YOUR GOAL: Turn each line of the material below into a string in one JSON list, keeping the original order and leaving out blank lines.

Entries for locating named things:
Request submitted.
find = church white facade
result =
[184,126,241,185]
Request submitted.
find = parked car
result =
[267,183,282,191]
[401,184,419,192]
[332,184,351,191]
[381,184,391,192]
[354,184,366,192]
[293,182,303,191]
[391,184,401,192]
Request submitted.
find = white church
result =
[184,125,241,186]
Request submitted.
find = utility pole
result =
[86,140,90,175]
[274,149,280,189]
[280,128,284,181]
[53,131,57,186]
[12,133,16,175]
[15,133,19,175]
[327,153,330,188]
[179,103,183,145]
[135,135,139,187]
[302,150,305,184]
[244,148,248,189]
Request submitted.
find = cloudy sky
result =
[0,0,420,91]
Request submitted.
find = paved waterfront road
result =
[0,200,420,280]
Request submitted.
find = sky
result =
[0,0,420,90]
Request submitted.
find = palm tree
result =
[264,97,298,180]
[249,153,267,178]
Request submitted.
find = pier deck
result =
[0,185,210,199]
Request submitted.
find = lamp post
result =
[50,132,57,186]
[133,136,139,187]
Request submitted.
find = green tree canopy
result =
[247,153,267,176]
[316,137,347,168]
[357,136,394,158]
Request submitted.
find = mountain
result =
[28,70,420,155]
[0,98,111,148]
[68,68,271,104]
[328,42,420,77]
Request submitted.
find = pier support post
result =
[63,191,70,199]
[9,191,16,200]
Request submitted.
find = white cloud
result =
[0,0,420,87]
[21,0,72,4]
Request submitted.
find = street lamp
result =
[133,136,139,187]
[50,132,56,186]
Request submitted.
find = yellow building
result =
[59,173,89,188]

RESPONSE:
[
  "Request submitted.",
  "find = church white facade",
  "result =",
  "[184,126,241,185]",
  "Request submitted.",
  "find = parked car",
  "result =",
  "[267,183,282,191]",
  "[401,184,419,192]",
  "[332,184,351,191]",
  "[381,184,391,192]",
  "[354,184,366,192]",
  "[293,182,303,191]",
  "[391,184,401,192]",
  "Request submitted.",
  "find = white church",
  "result =",
  "[184,125,241,186]",
  "Request submitted.",
  "find = utility pole",
  "result =",
  "[86,140,90,175]",
  "[274,149,280,189]",
  "[280,128,284,181]",
  "[53,131,57,186]",
  "[12,133,16,175]",
  "[15,133,19,175]",
  "[327,153,330,188]",
  "[179,103,183,145]",
  "[135,135,139,187]",
  "[302,150,305,184]",
  "[244,148,248,189]",
  "Request submitted.",
  "find = cloudy sky",
  "result =",
  "[0,0,420,91]",
  "Request submitted.",
  "find = paved waterfront road",
  "result =",
  "[0,200,420,280]",
  "Request submitted.",
  "find = sky",
  "result =",
  "[0,0,420,90]",
  "Request submitted.",
  "find = palm tree",
  "result =",
  "[264,97,298,180]",
  "[249,153,267,178]",
  "Request submitted.",
  "find = pier deck",
  "result =",
  "[0,185,210,199]",
  "Request submitted.",
  "find = lamp post",
  "result =",
  "[50,132,57,186]",
  "[133,136,139,187]",
  "Request submitted.",
  "find = green tree canopy",
  "result =",
  "[247,153,267,176]",
  "[316,137,347,168]",
  "[357,136,394,158]",
  "Request submitted.",
  "find = mountain",
  "result =",
  "[28,70,420,155]",
  "[0,98,111,148]",
  "[68,68,271,104]",
  "[328,42,420,77]",
  "Request submitted.",
  "find = pier support post",
  "result =",
  "[63,191,70,199]",
  "[9,191,16,200]",
  "Request submitted.",
  "find = white cloud",
  "result =",
  "[0,0,420,87]",
  "[21,0,72,4]",
  "Request submitted.",
  "find = street lamp",
  "result =",
  "[133,136,139,187]",
  "[50,132,56,186]",
  "Request submitted.",
  "find = yellow building",
  "result =",
  "[59,173,89,188]"
]